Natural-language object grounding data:

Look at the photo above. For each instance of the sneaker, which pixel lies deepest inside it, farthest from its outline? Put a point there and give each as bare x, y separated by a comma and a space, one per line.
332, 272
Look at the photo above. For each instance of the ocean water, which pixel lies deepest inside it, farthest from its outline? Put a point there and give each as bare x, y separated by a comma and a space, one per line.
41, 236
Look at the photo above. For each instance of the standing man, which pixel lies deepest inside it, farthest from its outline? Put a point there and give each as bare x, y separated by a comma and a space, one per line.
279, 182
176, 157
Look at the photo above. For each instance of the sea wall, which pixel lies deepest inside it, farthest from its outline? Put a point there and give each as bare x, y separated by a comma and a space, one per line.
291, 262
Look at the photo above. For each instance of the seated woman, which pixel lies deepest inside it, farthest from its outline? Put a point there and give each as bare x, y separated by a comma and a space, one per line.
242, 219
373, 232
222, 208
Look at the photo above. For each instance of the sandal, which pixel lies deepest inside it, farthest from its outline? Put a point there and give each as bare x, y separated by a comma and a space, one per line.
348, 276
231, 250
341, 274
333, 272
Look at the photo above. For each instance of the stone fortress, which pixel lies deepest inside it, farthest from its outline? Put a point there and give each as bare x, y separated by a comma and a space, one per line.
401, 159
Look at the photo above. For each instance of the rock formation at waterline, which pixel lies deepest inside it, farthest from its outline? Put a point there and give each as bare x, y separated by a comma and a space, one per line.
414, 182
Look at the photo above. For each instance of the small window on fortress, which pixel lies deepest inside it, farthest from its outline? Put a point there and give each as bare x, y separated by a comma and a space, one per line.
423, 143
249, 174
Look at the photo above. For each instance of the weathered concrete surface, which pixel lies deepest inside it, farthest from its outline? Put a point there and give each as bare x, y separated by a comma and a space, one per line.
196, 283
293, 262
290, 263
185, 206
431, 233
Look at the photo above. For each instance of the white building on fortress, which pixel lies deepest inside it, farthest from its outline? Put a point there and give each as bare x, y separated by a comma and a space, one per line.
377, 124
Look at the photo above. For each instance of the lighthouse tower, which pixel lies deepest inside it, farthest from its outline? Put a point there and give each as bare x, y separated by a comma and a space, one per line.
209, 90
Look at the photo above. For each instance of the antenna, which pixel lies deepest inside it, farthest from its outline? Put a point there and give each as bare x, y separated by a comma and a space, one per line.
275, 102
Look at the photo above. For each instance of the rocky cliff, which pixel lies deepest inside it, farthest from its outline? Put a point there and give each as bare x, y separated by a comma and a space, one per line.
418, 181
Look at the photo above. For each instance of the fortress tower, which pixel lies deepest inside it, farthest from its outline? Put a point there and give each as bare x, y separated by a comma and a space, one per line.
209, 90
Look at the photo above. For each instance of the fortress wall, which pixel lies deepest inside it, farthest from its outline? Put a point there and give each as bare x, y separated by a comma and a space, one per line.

**Task directions:** Output an exact copy of the lines beginning at the one that holds "fortress tower, which" and running through the final line of the records.

**Exercise response:**
Look at the photo above. For each instance of the fortress tower, which pixel lies deepest inside it, farthest from its outline? Put a point there and give each as bare x, y separated by a comma and a space, one per line.
209, 90
Look at the photo above. For each instance of the fortress wall, which pixel lies deepest inside it, farthest from its outline? Put a point there and give each as bare x, y separated by a comma and a space, one per line.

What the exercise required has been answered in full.